### GIVEN DATA
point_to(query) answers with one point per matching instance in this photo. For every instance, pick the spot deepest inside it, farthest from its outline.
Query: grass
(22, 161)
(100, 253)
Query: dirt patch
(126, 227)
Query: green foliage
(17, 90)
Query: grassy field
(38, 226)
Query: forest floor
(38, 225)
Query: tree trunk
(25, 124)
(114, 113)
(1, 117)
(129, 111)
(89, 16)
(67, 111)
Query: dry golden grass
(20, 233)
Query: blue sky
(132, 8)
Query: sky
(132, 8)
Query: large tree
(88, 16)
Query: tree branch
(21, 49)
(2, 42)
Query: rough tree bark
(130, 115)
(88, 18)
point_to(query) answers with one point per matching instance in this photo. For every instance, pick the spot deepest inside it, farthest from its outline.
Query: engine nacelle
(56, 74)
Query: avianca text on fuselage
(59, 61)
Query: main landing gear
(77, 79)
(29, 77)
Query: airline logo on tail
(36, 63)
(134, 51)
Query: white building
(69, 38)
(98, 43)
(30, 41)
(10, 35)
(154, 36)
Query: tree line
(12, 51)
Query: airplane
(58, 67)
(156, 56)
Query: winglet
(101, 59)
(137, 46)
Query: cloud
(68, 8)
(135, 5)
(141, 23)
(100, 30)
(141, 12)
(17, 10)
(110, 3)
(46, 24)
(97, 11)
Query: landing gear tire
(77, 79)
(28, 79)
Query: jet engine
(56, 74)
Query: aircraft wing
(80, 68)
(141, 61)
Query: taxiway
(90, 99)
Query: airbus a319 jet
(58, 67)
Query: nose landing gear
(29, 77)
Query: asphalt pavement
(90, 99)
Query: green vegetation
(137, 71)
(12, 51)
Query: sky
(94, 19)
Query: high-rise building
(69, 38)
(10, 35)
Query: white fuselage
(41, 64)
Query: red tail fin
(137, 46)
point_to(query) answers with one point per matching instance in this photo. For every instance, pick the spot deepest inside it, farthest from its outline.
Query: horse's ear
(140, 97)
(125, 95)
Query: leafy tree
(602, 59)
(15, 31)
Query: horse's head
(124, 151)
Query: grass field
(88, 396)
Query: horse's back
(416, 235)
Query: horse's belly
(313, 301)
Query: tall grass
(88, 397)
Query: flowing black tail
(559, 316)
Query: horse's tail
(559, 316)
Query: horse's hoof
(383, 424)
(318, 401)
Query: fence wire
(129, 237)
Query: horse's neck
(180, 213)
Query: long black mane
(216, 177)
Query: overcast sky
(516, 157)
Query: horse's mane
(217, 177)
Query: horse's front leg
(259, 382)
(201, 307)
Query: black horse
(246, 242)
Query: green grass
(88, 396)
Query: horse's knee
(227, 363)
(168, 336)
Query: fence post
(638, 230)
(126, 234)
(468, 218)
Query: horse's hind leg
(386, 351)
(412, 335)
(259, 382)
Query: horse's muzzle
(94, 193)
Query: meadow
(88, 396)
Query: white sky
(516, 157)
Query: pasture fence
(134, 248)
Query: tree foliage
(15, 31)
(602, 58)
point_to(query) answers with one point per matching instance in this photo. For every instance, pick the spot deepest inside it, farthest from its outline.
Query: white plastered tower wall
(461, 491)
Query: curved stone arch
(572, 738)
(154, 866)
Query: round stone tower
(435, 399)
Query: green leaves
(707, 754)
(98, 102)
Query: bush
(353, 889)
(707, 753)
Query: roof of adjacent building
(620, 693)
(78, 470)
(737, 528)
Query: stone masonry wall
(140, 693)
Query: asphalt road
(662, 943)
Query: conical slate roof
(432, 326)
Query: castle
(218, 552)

### WORK TASK
Copy nothing except the lines from the one holding "Query: curved stone arch" through the last line of the data above, and return them exactly.

### REPLY
Query: curved stone arch
(572, 738)
(154, 866)
Query: round stone tower
(435, 399)
Query: green leaves
(707, 754)
(98, 102)
Query: bush
(353, 889)
(707, 753)
Query: roof of adjacent building
(620, 693)
(78, 470)
(737, 528)
Query: stone masonry wall
(140, 693)
Query: asphalt road
(662, 943)
Query: conical slate roof
(432, 326)
Query: castle
(218, 552)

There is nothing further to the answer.